(Work to be completed)
Reproduce the lines below from the one that contains "Q: Point to the recessed" through the end, inclusive, and add nothing.

━━━

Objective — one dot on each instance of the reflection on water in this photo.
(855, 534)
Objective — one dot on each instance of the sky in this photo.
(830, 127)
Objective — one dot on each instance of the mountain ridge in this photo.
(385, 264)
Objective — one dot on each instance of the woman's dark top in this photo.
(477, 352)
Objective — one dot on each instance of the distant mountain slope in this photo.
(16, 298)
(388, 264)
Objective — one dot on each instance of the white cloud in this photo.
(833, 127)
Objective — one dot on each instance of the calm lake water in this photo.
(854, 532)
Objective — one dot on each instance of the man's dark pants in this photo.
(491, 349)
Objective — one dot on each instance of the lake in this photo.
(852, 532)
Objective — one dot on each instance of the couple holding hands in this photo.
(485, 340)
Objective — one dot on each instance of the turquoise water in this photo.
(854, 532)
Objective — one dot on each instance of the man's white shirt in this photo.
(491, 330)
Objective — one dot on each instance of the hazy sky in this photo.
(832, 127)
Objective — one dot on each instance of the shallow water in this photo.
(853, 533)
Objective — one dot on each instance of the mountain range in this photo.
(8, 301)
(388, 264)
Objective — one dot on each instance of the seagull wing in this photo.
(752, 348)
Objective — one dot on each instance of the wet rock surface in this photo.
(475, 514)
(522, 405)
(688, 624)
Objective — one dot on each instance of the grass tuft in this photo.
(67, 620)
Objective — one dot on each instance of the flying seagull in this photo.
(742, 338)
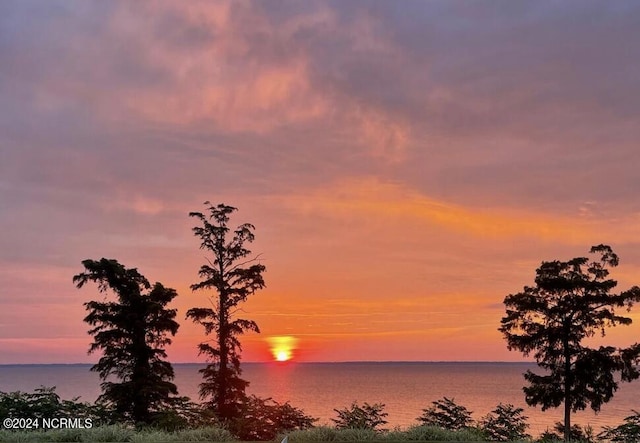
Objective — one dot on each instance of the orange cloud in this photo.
(372, 197)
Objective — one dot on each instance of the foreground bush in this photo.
(415, 433)
(576, 434)
(117, 433)
(505, 423)
(264, 419)
(446, 414)
(44, 402)
(361, 417)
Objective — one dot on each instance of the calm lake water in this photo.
(317, 388)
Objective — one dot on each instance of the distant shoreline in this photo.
(365, 362)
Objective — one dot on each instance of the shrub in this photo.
(577, 434)
(361, 417)
(264, 419)
(435, 433)
(628, 432)
(446, 414)
(505, 423)
(44, 402)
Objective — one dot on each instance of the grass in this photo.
(124, 434)
(117, 434)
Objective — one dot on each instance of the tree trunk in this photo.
(567, 385)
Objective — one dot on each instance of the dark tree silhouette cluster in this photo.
(570, 302)
(231, 276)
(131, 334)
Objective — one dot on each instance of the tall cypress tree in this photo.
(570, 302)
(131, 332)
(231, 276)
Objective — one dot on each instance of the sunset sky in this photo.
(406, 164)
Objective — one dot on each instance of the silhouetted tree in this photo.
(571, 301)
(505, 423)
(232, 276)
(361, 417)
(131, 333)
(447, 414)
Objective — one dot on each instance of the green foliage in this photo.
(44, 402)
(505, 423)
(570, 302)
(182, 413)
(628, 432)
(577, 434)
(415, 433)
(264, 419)
(435, 433)
(232, 277)
(361, 417)
(131, 334)
(446, 414)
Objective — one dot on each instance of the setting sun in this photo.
(283, 355)
(282, 347)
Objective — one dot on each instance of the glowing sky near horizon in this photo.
(406, 164)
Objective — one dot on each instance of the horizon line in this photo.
(295, 362)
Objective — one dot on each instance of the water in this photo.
(318, 388)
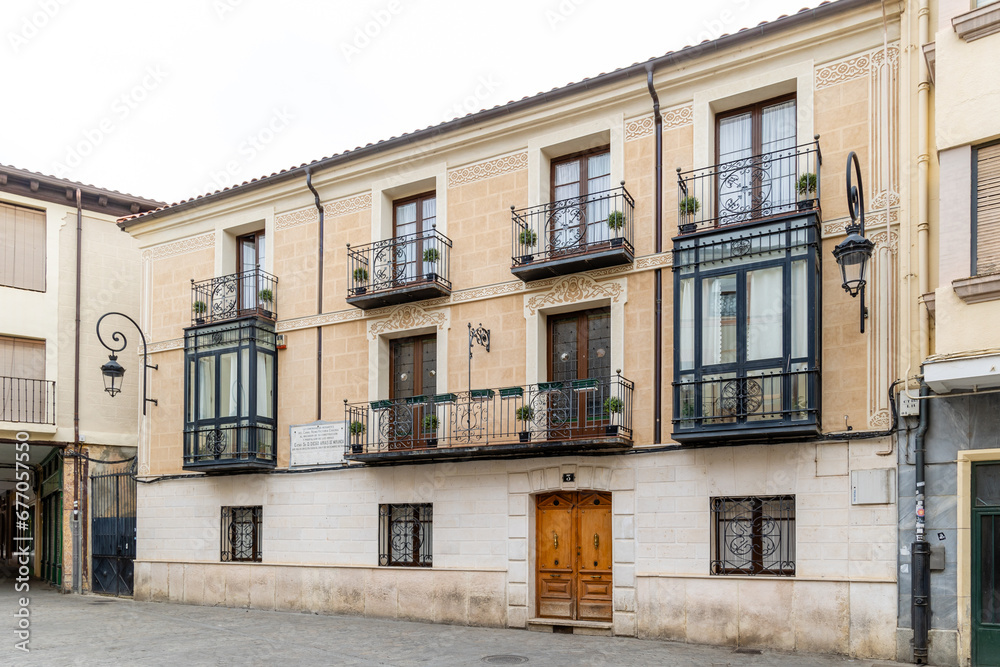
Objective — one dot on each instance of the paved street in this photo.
(92, 630)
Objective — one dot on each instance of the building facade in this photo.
(949, 466)
(64, 263)
(495, 373)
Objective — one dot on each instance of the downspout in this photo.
(75, 522)
(658, 274)
(319, 303)
(920, 585)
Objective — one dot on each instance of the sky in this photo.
(173, 99)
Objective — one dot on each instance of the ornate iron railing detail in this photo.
(753, 536)
(578, 225)
(247, 443)
(27, 401)
(758, 396)
(405, 535)
(253, 292)
(402, 261)
(750, 188)
(240, 531)
(543, 412)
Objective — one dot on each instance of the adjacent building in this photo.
(63, 263)
(580, 362)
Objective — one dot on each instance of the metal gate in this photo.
(112, 498)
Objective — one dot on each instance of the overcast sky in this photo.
(169, 100)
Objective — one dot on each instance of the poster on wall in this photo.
(318, 443)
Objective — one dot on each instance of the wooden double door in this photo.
(573, 555)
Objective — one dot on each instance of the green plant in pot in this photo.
(199, 308)
(430, 424)
(431, 256)
(688, 207)
(360, 276)
(806, 187)
(357, 430)
(612, 406)
(524, 414)
(527, 239)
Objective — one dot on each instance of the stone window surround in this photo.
(430, 178)
(796, 78)
(225, 243)
(605, 131)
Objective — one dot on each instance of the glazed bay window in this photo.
(746, 314)
(231, 399)
(241, 534)
(406, 535)
(753, 536)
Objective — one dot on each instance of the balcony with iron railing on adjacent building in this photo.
(402, 269)
(229, 448)
(750, 189)
(576, 416)
(27, 401)
(229, 297)
(570, 235)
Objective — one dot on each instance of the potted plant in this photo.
(612, 406)
(430, 430)
(806, 188)
(616, 220)
(360, 280)
(199, 308)
(687, 208)
(266, 296)
(525, 414)
(527, 239)
(431, 256)
(357, 430)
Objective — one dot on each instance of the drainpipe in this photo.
(658, 274)
(319, 303)
(75, 522)
(921, 550)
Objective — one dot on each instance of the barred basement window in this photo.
(241, 534)
(405, 535)
(754, 535)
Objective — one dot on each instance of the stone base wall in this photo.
(851, 618)
(439, 596)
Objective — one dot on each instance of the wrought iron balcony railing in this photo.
(27, 401)
(592, 412)
(229, 447)
(253, 292)
(756, 402)
(404, 268)
(750, 188)
(575, 234)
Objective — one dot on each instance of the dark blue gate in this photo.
(112, 498)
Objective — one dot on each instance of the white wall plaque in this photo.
(318, 443)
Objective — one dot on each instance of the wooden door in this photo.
(413, 369)
(573, 555)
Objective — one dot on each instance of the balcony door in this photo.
(250, 254)
(579, 214)
(414, 244)
(573, 550)
(579, 349)
(411, 420)
(756, 157)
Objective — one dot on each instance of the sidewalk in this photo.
(94, 630)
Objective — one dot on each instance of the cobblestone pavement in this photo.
(93, 630)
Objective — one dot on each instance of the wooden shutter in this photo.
(987, 211)
(22, 247)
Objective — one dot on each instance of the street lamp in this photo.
(113, 371)
(853, 253)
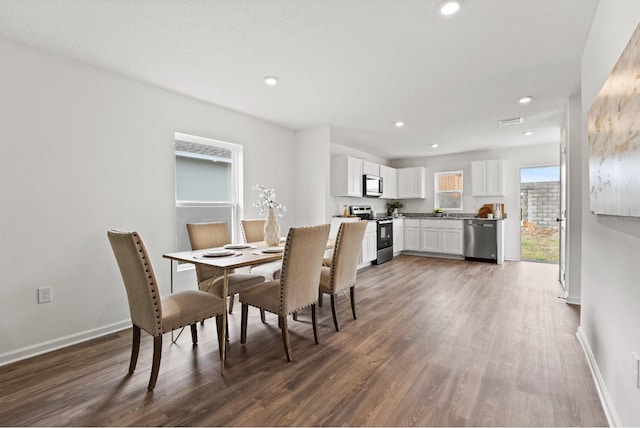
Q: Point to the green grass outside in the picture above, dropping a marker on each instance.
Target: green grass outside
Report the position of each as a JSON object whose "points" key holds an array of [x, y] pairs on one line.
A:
{"points": [[540, 249]]}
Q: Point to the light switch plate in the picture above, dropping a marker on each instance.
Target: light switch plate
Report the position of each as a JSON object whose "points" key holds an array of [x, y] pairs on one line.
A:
{"points": [[635, 367]]}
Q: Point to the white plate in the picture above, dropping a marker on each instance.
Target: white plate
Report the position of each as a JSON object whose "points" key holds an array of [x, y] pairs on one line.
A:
{"points": [[238, 246], [218, 253]]}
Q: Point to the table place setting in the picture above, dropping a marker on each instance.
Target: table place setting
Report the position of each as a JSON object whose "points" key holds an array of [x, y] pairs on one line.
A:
{"points": [[268, 250], [220, 252], [240, 246]]}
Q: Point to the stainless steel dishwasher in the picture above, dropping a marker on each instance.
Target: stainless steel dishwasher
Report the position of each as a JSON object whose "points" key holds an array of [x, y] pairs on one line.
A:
{"points": [[480, 240]]}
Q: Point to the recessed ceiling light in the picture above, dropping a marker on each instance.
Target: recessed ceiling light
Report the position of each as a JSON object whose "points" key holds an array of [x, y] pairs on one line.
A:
{"points": [[449, 7], [271, 80]]}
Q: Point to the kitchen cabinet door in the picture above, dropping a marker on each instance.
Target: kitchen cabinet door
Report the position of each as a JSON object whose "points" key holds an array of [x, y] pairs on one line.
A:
{"points": [[389, 186], [398, 235], [370, 243], [430, 240], [411, 183], [451, 241], [346, 176], [487, 178], [412, 235], [370, 168], [441, 236]]}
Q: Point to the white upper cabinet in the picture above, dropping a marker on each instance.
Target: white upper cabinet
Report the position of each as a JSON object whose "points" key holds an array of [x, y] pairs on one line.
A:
{"points": [[487, 178], [370, 168], [346, 176], [389, 182], [411, 183]]}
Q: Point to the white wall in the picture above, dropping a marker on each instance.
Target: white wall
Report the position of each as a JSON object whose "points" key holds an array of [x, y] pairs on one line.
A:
{"points": [[312, 168], [83, 151], [574, 200], [540, 155], [610, 316]]}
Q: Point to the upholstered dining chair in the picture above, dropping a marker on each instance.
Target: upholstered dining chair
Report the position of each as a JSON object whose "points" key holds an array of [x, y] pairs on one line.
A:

━━━

(Full output)
Q: Point to the recessed ceiling light in the picture above, dropping a marker on each instance.
Target: recessed ceiling light
Report the position of each as a JSON object whose "points" key holds an array of [x, y] pairs on one line.
A:
{"points": [[449, 7], [271, 80]]}
Q: Point to the kitchen cabinet door in the picture above, dropping a marker on each instance.
Target: kitchen cabinet door
Report the position of each as a JSON object whose "points" key holds an array of [x, y] pairs on one line.
A:
{"points": [[389, 186], [398, 235], [370, 243], [430, 240], [411, 183], [451, 241], [346, 176], [487, 178], [412, 235], [370, 168], [441, 236]]}
Q: Point to the white upper cabinet in the picture above, dropping a marker on each instance.
Target: white upper cabinet
Report the position of each as a JSON object whose "points" key holds an array of [x, y] pairs on one line.
A:
{"points": [[487, 178], [370, 168], [346, 176], [389, 182], [411, 183]]}
Q: Point to the white wall in the picture above, dropping a marker on each instance.
Target: white wall
Report the position of each as a JSON object whose "points" key holds an array of [x, y] pairs on one line.
A:
{"points": [[312, 168], [83, 151], [574, 200], [540, 155], [610, 316]]}
Q: Point to the upholstered dining chair in the picture above, dropping a marker on each instance.
Target: upholstered dining chair
Report the position of each as a JSON object whose "points" key holds an array of [x, y] pairs on one line.
A:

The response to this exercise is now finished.